-- Passage --
--*--
How realistic were those worries? Is the state not still with us in more or less its traditional form, neither turning into a total state nor becoming completely minimized? We might point out, for instance, that the American Constitution is still operative after more than two hundred years and that the integrity of the republic, though threatened, is still assured. But we will appreciate Schmitt’s concerns about the status of the state perhaps more when we consider the following two points. (1) Where cities and states once had real and natural boundaries – or were, at least, assumed to have such – the boundaries of today’s state are porous and more or less conventional. They are, in fact, crossed by a complex network of social, cultural, and economic relations and the populations of more and more states are today drawn from all over the globe. The ancient city state could believe that it was, in principle, autarkic, i.e., politically independent and economically self-sufficient and the classical modern state could once define itself in terms of the nationhood of its people. Both assumptions may have been somewhat fictitious but even so they provided the institutions with a sense of identity. But these fictions have today become ineffective and the identity of the state is in consequence now more and more reduced to a rhetorical fact. Where the state could once be conceived as a positive order that bound those in power together with its citizens, it has become today a mere address for our private demands and complaints. With that, our traditional conception of citizenship has also fallen apart and with it any definite sense of our relation to government and the state.
--*--
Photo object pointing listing
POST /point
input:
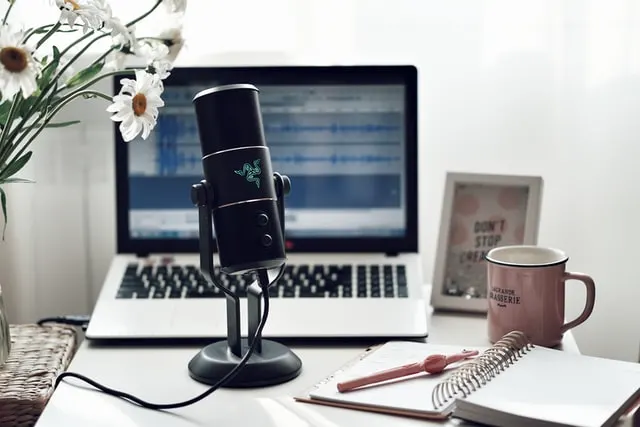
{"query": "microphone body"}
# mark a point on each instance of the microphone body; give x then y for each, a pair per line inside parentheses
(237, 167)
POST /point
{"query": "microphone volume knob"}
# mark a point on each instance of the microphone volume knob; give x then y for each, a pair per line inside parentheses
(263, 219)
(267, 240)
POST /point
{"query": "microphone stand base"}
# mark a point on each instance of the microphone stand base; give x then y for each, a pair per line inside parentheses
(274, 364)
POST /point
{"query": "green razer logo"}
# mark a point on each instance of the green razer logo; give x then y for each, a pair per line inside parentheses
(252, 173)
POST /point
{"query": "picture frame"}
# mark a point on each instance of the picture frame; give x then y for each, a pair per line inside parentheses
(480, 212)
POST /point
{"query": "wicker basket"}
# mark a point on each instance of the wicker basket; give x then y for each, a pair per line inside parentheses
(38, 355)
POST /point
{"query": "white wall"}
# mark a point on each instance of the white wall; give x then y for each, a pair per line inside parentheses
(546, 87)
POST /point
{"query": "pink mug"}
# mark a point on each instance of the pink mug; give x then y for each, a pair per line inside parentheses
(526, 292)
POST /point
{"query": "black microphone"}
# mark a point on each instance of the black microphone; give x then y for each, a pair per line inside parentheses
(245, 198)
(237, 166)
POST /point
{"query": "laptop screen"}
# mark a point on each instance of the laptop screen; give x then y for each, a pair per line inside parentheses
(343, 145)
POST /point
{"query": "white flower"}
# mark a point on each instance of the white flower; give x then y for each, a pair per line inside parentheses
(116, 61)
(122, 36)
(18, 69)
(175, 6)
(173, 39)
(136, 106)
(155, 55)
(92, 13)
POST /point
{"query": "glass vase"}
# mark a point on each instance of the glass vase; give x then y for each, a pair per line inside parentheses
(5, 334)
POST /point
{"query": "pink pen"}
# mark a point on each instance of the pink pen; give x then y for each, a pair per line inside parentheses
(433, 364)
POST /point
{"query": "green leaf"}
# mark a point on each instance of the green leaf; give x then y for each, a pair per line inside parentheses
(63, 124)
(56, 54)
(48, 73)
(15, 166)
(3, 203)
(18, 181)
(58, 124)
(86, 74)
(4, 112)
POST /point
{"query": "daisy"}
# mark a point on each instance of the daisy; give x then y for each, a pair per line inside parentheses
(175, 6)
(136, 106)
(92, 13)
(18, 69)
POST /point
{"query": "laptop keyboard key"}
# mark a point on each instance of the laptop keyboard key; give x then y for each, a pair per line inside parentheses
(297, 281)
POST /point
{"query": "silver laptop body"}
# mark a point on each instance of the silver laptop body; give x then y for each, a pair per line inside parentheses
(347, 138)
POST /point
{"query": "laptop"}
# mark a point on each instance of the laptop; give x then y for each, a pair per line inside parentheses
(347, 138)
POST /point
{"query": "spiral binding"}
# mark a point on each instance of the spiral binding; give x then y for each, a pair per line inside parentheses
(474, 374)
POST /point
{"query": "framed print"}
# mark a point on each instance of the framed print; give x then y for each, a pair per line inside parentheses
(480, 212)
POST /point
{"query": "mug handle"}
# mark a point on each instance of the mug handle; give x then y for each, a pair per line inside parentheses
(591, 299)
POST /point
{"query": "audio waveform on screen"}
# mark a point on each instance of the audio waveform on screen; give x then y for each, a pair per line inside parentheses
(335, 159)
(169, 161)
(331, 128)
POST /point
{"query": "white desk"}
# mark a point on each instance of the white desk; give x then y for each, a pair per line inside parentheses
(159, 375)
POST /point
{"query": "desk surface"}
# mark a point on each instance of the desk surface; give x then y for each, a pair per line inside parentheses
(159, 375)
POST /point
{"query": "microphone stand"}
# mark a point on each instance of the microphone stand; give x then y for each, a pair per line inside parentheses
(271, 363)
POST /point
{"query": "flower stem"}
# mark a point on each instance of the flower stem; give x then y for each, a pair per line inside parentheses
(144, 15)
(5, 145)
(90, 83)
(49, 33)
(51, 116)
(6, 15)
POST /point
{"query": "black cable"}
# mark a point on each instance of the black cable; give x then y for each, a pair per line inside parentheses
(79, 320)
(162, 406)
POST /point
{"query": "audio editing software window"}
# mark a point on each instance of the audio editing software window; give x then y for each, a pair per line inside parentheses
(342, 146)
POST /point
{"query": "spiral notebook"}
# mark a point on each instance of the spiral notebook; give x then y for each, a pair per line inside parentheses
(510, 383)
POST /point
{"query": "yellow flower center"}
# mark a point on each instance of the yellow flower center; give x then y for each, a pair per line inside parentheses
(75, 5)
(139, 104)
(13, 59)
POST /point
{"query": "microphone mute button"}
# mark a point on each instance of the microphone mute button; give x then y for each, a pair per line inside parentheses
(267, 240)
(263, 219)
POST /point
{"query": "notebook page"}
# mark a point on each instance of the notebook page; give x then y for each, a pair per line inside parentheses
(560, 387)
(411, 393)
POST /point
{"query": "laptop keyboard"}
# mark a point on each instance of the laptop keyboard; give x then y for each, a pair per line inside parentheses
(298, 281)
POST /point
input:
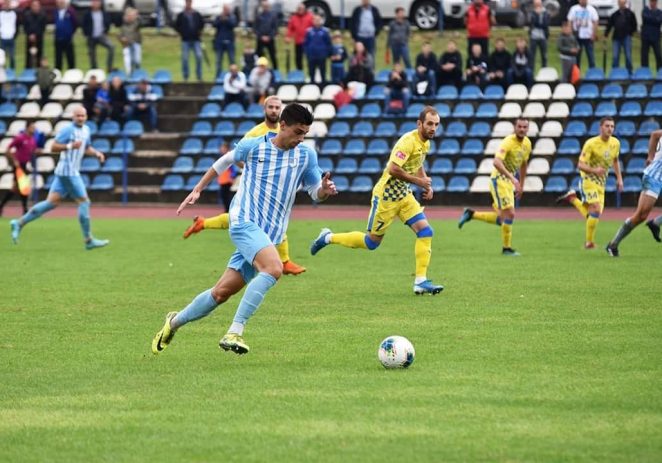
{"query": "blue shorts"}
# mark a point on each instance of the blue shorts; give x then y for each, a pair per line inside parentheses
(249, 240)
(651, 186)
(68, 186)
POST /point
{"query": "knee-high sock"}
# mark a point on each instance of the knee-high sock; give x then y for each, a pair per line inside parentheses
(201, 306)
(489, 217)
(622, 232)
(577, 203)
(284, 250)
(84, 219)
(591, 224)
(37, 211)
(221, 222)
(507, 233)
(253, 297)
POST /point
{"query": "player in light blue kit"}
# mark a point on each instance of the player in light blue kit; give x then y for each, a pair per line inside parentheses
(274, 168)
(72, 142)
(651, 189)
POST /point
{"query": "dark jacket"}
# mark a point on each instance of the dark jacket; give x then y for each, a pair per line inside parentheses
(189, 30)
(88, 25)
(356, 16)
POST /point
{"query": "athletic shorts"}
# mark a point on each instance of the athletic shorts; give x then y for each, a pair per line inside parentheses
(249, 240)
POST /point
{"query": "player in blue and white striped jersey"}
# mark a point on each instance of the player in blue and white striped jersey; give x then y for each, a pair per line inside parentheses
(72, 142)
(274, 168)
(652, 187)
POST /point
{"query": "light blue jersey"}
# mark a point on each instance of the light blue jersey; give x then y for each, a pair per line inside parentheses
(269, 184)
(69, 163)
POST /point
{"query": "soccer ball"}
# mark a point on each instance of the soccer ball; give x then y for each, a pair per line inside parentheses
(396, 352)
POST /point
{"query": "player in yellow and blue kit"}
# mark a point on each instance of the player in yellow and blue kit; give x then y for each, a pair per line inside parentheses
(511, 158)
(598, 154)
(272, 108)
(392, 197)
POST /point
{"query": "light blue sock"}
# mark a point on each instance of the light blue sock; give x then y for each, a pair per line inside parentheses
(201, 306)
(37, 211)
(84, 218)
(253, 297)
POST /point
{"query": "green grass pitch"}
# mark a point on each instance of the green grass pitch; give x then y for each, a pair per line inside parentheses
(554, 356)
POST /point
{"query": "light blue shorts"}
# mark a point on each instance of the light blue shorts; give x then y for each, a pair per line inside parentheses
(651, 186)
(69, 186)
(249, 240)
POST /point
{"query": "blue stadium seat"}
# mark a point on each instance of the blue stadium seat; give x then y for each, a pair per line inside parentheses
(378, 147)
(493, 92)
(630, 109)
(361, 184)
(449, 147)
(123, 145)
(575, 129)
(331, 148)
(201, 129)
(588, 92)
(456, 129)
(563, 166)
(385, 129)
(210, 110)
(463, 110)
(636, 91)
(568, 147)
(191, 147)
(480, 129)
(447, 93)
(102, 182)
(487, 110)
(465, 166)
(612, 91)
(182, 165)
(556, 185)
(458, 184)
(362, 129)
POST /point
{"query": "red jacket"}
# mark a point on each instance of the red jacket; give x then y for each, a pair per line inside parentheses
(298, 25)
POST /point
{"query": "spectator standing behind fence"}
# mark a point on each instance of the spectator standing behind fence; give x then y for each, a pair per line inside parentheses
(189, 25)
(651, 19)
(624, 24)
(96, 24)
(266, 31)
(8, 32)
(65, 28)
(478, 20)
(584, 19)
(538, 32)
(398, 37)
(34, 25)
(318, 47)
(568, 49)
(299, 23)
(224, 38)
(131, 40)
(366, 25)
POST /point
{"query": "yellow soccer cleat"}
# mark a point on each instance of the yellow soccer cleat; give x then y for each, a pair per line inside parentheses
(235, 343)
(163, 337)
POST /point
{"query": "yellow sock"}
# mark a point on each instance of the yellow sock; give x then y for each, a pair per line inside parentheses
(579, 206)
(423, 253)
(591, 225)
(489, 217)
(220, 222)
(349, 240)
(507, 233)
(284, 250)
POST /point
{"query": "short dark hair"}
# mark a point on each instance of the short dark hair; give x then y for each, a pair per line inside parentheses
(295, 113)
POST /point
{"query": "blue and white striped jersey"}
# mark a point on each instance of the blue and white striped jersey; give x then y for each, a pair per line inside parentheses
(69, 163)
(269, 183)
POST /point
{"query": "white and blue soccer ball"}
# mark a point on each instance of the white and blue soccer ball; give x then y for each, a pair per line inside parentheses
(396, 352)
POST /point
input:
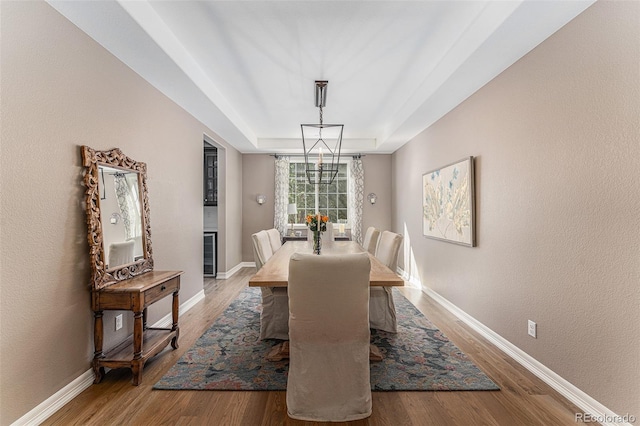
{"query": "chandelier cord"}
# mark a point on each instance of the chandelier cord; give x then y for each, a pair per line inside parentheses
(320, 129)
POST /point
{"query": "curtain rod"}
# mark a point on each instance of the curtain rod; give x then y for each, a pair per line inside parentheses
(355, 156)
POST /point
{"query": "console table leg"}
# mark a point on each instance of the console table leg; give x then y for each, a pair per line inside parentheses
--*--
-- Work required --
Answer these questions about the passage on the state:
1. Which document does the passage say is still operative after more than two hundred years?
2. What did the ancient city state believe it was, in principle?
3. What does the passage say the state has become today, in place of a positive order binding those in power with its citizens?

-- Exercise answer --
1. The American Constitution.
2. Autarkic, meaning politically independent and economically self-sufficient.
3. A mere address for our private demands and complaints.